━━━━━ TEXTO EXTRAÍDO ━━━━━
Atrás, en el gallinero, Álvarez de Toledo aplaude con entusiasmo a las referencias a Cataluña. Cuando el líder del PP termine su discurso, a las 13:49, los suyos aplaudirán de pie durante dos minutos pero no lo hará Ayuso ni Moreno Bonilla ni los otros presidentes autonómicos porque el protocolo impide hacerlo desde la tribuna de invitados. El primero en sentarse será Semper.
En la recta final Feijóo mira a Sánchez para hablar de la necesidad de que «los dos grandes partidos se entiendan» con una «comunicación fluida». En respuesta, el desprecio que llega a las 15:36. La réplica llega con Óscar Puente, cabeza de lista más votada de Valladolid, y no con Pedro Sánchez ni otro peso pesado socialista. Otra sorpresa de las que gusta al presidente en funciones. Un as bajo la manga como si convocara elecciones.
━━━━━ DATOS PROPORCIONADOS ━━━━━
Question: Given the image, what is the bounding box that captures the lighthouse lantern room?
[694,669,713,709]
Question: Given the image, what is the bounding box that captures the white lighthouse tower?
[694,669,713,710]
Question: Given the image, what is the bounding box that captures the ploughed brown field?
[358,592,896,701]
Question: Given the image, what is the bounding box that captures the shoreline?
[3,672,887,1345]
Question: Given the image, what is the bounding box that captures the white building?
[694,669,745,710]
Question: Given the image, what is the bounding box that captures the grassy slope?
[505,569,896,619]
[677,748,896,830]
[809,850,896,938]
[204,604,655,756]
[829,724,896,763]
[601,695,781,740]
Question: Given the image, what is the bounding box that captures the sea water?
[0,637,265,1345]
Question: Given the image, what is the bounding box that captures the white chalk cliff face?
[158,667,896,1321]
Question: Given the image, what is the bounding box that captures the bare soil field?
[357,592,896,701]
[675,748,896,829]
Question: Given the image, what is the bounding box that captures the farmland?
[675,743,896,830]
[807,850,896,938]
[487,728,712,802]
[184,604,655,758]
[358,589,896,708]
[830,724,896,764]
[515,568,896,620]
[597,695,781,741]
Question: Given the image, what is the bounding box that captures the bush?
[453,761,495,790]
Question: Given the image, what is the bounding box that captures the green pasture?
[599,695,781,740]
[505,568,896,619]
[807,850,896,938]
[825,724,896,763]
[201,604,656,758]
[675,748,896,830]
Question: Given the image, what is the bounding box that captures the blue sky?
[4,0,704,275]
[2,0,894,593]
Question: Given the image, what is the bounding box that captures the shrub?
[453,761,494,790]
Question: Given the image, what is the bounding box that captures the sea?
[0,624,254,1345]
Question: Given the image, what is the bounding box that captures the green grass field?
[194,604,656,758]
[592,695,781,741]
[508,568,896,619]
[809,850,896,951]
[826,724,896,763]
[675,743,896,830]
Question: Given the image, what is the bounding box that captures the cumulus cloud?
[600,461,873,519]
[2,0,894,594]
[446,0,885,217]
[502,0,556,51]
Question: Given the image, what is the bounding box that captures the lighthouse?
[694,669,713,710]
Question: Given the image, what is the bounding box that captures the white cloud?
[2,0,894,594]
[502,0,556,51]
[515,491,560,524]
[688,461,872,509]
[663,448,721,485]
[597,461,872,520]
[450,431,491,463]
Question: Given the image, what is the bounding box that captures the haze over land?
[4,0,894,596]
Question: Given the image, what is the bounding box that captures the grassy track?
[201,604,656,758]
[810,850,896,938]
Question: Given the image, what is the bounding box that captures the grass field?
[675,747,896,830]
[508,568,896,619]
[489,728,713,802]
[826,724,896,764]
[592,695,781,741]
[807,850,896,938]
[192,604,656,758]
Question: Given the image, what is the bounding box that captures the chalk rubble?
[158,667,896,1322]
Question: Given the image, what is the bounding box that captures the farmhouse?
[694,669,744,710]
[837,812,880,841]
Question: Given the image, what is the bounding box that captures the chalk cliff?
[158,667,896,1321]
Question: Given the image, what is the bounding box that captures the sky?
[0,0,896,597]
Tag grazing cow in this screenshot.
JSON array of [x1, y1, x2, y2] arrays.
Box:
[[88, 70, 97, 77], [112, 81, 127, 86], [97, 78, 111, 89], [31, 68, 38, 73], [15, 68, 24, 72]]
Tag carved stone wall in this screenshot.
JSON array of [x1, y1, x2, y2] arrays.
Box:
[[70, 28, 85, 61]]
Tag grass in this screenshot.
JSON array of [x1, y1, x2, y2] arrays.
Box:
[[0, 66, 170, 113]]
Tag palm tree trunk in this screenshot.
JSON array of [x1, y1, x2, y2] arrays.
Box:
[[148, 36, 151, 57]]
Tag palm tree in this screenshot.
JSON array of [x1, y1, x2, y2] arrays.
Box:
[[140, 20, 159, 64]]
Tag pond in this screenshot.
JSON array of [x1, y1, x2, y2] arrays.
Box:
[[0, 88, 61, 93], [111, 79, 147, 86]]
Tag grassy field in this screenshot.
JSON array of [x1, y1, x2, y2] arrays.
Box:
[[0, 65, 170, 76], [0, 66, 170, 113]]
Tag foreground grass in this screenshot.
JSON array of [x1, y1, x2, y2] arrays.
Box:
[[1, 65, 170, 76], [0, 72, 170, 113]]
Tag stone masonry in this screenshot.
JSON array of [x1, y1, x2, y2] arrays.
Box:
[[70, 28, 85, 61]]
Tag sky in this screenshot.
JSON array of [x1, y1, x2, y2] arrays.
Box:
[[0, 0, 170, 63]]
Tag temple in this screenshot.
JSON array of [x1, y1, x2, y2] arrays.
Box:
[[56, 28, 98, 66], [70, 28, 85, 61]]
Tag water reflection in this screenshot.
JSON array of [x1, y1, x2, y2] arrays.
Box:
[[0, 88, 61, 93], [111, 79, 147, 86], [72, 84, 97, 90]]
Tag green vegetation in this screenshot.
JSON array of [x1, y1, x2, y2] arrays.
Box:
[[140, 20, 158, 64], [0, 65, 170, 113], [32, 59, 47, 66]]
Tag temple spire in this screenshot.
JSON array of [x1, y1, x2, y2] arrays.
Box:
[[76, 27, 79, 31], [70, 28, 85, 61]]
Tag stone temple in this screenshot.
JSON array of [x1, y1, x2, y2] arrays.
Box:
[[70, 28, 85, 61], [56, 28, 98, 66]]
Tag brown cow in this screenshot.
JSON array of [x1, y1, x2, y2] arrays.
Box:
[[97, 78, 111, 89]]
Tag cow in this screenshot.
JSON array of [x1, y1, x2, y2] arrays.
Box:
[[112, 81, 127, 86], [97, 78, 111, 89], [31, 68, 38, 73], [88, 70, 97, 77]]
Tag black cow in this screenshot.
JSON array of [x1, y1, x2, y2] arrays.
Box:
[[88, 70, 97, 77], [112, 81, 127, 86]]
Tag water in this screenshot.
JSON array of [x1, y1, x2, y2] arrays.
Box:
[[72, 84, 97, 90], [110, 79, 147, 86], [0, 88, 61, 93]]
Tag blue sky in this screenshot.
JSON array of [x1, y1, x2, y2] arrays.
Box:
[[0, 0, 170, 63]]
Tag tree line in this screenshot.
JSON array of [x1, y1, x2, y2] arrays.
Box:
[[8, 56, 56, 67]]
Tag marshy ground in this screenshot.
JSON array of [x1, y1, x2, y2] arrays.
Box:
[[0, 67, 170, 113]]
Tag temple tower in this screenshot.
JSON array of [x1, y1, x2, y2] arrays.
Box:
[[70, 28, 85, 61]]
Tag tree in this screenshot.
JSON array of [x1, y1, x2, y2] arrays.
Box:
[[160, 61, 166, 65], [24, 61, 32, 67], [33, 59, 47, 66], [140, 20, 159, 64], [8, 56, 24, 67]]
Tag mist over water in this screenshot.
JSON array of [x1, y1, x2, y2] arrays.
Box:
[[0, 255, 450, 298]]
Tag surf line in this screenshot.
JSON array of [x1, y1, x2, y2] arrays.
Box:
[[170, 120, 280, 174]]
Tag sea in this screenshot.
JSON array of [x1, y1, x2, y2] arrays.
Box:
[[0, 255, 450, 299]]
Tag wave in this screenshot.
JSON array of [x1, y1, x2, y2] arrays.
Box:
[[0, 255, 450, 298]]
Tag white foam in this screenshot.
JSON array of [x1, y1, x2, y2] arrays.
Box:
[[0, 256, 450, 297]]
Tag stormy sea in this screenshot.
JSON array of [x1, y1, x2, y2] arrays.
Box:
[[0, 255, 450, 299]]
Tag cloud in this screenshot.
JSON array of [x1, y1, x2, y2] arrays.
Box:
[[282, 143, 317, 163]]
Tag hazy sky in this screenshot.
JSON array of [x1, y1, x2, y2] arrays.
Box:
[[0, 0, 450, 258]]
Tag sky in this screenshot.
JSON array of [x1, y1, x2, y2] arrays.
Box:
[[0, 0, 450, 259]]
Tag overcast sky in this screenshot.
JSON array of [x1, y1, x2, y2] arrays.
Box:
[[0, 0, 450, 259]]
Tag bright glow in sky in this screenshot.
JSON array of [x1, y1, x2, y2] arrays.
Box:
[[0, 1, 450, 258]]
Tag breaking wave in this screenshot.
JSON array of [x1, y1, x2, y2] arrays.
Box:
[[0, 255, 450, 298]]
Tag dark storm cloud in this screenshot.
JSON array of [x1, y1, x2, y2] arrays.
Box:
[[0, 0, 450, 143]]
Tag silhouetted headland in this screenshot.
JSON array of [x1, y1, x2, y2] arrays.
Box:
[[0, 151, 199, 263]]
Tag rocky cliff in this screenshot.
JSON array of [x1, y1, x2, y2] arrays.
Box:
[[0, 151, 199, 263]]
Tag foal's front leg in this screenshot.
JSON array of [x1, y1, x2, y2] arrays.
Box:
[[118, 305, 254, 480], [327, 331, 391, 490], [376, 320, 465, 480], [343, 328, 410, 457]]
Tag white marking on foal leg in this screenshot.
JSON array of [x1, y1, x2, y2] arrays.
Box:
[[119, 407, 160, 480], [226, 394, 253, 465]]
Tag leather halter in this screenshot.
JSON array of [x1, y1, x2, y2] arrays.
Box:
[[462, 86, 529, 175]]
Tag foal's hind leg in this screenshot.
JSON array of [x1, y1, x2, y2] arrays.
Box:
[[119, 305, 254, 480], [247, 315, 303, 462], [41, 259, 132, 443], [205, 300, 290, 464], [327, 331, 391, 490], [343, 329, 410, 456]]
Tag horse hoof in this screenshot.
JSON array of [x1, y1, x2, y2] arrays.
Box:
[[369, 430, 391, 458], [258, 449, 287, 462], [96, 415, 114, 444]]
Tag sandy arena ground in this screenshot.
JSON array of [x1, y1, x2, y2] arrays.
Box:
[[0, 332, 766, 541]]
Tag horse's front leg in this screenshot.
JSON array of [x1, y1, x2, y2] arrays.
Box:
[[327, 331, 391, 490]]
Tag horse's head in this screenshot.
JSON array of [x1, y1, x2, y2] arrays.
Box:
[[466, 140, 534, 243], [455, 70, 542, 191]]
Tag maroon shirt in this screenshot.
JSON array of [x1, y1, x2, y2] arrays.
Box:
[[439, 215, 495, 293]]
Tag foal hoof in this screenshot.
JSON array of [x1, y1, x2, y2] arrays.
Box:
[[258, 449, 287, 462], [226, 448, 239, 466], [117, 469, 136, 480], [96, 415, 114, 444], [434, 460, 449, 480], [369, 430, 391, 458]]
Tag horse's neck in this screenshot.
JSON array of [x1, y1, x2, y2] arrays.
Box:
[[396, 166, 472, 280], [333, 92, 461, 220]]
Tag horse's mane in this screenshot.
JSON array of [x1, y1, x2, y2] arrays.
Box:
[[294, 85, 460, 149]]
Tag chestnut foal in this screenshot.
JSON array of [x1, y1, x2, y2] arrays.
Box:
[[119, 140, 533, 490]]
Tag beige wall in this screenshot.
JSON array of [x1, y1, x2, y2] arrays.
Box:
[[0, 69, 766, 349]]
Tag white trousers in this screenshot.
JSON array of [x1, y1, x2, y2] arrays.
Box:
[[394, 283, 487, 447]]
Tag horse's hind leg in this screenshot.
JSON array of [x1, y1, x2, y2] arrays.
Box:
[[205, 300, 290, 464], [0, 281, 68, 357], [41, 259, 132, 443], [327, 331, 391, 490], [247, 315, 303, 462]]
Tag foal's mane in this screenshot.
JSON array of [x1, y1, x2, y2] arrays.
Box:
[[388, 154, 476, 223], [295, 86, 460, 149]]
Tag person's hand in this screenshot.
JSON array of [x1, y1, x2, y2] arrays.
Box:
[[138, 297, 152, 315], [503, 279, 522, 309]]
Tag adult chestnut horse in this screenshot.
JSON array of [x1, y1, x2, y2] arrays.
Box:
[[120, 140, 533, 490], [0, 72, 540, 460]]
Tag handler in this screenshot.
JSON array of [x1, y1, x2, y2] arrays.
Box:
━━━━━
> _PARTES DEL EJERCICIO_
[1] Responde estas preguntas con los datos del texto sobre el discurso de Feijóo:
(a) ¿A qué hora termina su discurso el líder del PP?
(b) ¿Quién será el primero en sentarse?
(c) ¿Quién da la réplica a Feijóo?
[2] Indica si cada afirmación concuerda con el texto sobre el discurso de Feijóo y cita las palabras que lo deciden:
(a) Ayuso aplaude de pie al final del discurso.
(b) Óscar Puente es el cabeza de lista más votada de Valladolid.
(c) Los suyos aplauden de pie durante cinco minutos.
[3] Devuelve, por favor, el pasaje del texto sobre el discurso de Feijóo que va desde "En la recta" hasta "si convocara elecciones.", ambos incluidos, copiado sin cambios.

> _RESPUESTAS POR TAREA_
[1]
(a) A las 13:49.
(b) Semper.
(c) Óscar Puente.

[2]
(a) No: «no lo hará Ayuso ni Moreno Bonilla ni los otros presidentes autonómicos».
(b) Sí: «Óscar Puente, cabeza de lista más votada de Valladolid».
(c) No: «aplaudirán de pie durante dos minutos».

[3]
En la recta final Feijóo mira a Sánchez para hablar de la necesidad de que «los dos grandes partidos se entiendan» con una «comunicación fluida». En respuesta, el desprecio que llega a las 15:36. La réplica llega con Óscar Puente, cabeza de lista más votada de Valladolid, y no con Pedro Sánchez ni otro peso pesado socialista. Otra sorpresa de las que gusta al presidente en funciones. Un as bajo la manga como si convocara elecciones.